== MATERIAL SHOWN ==
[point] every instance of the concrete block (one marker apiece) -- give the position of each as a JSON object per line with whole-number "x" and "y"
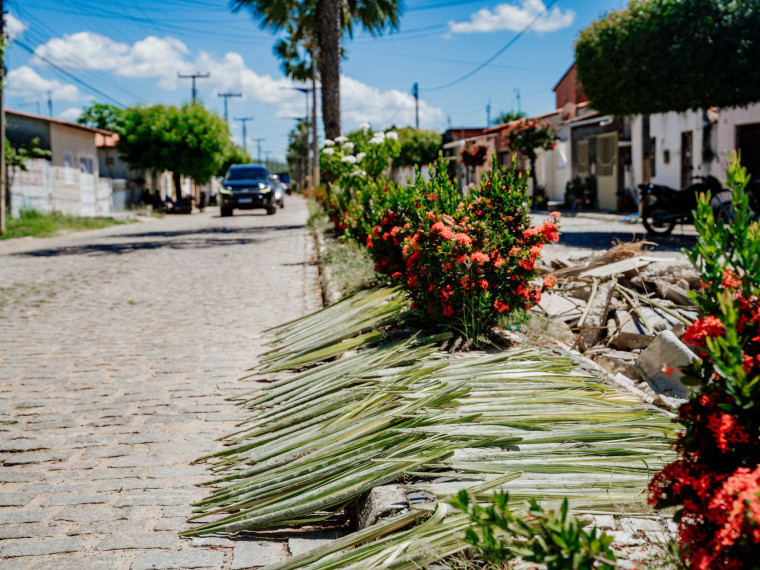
{"x": 666, "y": 349}
{"x": 381, "y": 502}
{"x": 617, "y": 362}
{"x": 630, "y": 333}
{"x": 596, "y": 317}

== WHAT THIS TASK INVOLVES ==
The data above should be repeated exactly, minus any pictures.

== SOLUTION FOR THIS PROBLEM ==
[point] every instance of the concrete block (one marker apiece) -- give the position of each as a JSON object per line with whole-number "x" and "y"
{"x": 666, "y": 349}
{"x": 381, "y": 502}
{"x": 617, "y": 362}
{"x": 630, "y": 333}
{"x": 596, "y": 317}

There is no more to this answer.